# Problem details
Without omitting anything, return the records precisely as given.
□ □ □ □ □
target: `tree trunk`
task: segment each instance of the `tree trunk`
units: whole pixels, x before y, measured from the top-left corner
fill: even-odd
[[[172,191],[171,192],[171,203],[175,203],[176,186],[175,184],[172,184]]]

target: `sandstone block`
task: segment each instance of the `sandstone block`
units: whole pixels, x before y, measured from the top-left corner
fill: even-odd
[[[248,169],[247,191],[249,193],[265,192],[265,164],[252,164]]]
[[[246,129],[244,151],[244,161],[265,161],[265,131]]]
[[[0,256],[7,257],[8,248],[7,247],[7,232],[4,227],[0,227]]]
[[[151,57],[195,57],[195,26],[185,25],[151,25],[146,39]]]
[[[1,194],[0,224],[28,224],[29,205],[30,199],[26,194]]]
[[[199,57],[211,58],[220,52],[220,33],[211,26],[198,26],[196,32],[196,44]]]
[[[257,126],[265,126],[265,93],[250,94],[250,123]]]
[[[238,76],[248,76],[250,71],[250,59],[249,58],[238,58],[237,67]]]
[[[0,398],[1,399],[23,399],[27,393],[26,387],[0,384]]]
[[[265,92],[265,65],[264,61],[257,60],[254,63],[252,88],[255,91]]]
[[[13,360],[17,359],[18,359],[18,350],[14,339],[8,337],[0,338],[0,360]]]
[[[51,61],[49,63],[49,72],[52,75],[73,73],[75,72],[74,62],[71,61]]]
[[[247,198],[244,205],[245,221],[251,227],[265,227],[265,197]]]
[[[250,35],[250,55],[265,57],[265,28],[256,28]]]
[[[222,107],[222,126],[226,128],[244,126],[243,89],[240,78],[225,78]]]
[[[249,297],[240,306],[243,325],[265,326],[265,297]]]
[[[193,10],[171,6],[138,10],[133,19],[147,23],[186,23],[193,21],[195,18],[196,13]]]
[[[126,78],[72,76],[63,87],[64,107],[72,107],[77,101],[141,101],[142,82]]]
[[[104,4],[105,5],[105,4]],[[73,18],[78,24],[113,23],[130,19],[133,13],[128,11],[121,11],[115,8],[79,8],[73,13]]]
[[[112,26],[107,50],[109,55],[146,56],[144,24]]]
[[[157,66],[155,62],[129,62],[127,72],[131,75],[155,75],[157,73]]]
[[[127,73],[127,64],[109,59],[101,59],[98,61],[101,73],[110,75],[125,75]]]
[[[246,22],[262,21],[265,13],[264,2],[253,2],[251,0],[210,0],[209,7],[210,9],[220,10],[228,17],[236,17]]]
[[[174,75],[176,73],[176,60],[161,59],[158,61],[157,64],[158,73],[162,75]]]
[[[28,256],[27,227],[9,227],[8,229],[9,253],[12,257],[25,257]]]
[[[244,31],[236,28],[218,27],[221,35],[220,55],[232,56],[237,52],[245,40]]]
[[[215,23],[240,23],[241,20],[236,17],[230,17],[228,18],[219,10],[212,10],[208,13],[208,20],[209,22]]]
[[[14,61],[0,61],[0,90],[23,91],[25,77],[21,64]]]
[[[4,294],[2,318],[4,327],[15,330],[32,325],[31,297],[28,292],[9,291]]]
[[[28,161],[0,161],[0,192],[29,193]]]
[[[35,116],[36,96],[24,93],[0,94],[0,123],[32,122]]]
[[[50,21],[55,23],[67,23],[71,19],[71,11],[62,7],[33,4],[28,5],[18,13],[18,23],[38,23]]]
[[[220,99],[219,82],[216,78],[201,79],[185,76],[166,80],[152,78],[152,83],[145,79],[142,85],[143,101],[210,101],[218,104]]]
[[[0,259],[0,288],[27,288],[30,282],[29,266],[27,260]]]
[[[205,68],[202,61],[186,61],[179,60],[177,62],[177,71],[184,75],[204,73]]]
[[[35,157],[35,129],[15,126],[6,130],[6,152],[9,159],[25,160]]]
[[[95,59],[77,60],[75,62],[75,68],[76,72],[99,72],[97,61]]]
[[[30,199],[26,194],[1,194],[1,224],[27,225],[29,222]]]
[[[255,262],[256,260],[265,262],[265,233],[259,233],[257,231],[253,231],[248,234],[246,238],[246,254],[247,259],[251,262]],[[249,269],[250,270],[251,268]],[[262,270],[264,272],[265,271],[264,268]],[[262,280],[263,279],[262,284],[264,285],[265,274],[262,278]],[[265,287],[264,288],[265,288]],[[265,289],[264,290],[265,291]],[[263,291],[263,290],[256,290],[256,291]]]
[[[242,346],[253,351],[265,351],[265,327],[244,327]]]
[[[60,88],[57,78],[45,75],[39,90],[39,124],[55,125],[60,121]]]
□ □ □ □ □
# Response
target: `tree trunk`
task: segment each instance of the `tree trunk`
units: whole pixels, x before y, measured from the top-left corner
fill: even-odd
[[[172,191],[171,192],[171,203],[175,203],[176,186],[175,184],[172,184]]]

target: `sandstone block`
task: segment each instance of the `sandstone block`
units: whole pixels, x before y, measured from the top-left corner
fill: even-odd
[[[248,169],[247,191],[249,193],[265,192],[265,164],[252,164]]]
[[[246,129],[244,151],[244,161],[265,161],[265,131]]]
[[[0,256],[7,257],[8,248],[7,247],[7,232],[4,227],[0,227]]]
[[[151,57],[195,57],[195,26],[185,25],[151,25],[146,39]]]
[[[1,194],[0,224],[28,224],[29,205],[30,199],[26,194]]]
[[[199,57],[211,58],[220,52],[220,33],[211,26],[198,26],[196,32],[196,44]]]
[[[257,126],[265,126],[265,93],[250,94],[250,123]]]
[[[238,76],[248,76],[250,71],[250,59],[249,58],[238,58],[237,67]]]
[[[0,398],[1,399],[23,399],[27,393],[26,387],[0,384]]]
[[[265,92],[265,65],[264,61],[257,60],[254,63],[252,88],[255,91]]]
[[[13,360],[17,359],[18,359],[18,350],[14,339],[8,337],[0,338],[0,360]]]
[[[51,61],[49,63],[49,72],[52,75],[73,73],[75,72],[74,62],[71,61]]]
[[[247,198],[244,205],[245,221],[251,227],[265,227],[265,197]]]
[[[250,35],[250,55],[265,57],[265,28],[256,28]]]
[[[222,107],[222,126],[226,128],[244,126],[243,89],[240,78],[225,78]]]
[[[249,297],[240,306],[243,325],[265,326],[265,297]]]
[[[193,10],[171,6],[138,10],[133,19],[147,23],[186,23],[193,21],[195,18],[196,13]]]
[[[126,78],[72,76],[63,87],[64,107],[72,107],[77,101],[141,101],[142,82]]]
[[[104,4],[105,5],[105,4]],[[73,18],[78,24],[113,23],[130,19],[133,13],[128,11],[121,11],[115,8],[79,8],[73,13]]]
[[[112,26],[107,50],[109,55],[146,56],[144,24]]]
[[[157,66],[155,62],[129,62],[127,72],[131,75],[155,75],[157,73]]]
[[[127,73],[127,64],[109,59],[101,59],[98,61],[101,73],[110,75],[125,75]]]
[[[246,22],[262,21],[265,13],[264,2],[253,2],[251,0],[210,0],[209,7],[210,9],[220,10],[228,17],[236,17]]]
[[[174,75],[176,73],[176,60],[161,59],[158,61],[157,64],[158,73],[162,75]]]
[[[28,256],[27,227],[9,227],[8,229],[9,253],[12,257],[25,257]]]
[[[244,31],[236,28],[218,27],[221,35],[220,55],[232,56],[237,52],[245,40]]]
[[[215,23],[240,23],[241,20],[236,17],[230,17],[228,18],[219,10],[212,10],[208,13],[208,20],[209,22]]]
[[[14,61],[0,61],[0,90],[23,91],[25,77],[21,64]]]
[[[4,294],[2,318],[4,327],[15,330],[32,325],[31,297],[28,292],[9,291]]]
[[[28,161],[0,161],[0,192],[29,193]]]
[[[35,116],[36,96],[24,93],[0,94],[0,123],[32,122]]]
[[[50,21],[55,23],[67,23],[71,19],[71,11],[62,7],[33,4],[28,5],[18,13],[18,23],[38,23]]]
[[[220,99],[219,82],[216,78],[201,79],[185,76],[166,80],[152,78],[152,83],[145,79],[142,85],[143,101],[210,101],[218,104]]]
[[[0,259],[0,288],[27,288],[30,282],[29,266],[27,260]]]
[[[205,68],[202,61],[186,61],[179,60],[177,62],[177,71],[184,75],[204,73]]]
[[[35,157],[35,129],[15,126],[6,130],[6,152],[9,159],[25,160]]]
[[[95,59],[77,60],[75,62],[75,68],[76,72],[99,72],[97,61]]]
[[[30,199],[26,194],[1,194],[1,224],[27,225],[29,222]]]
[[[255,262],[256,260],[265,262],[265,233],[259,233],[257,231],[253,231],[248,234],[246,238],[246,254],[247,259],[251,262]],[[249,269],[250,270],[251,268]],[[262,270],[264,272],[265,271],[264,268]],[[262,280],[263,279],[262,284],[264,285],[265,274],[262,278]],[[265,287],[264,288],[265,288]],[[265,289],[264,290],[265,291]],[[263,291],[263,290],[256,290],[256,291]]]
[[[242,346],[253,351],[265,351],[265,327],[244,327]]]
[[[60,88],[57,78],[45,75],[39,90],[39,124],[55,125],[60,121]]]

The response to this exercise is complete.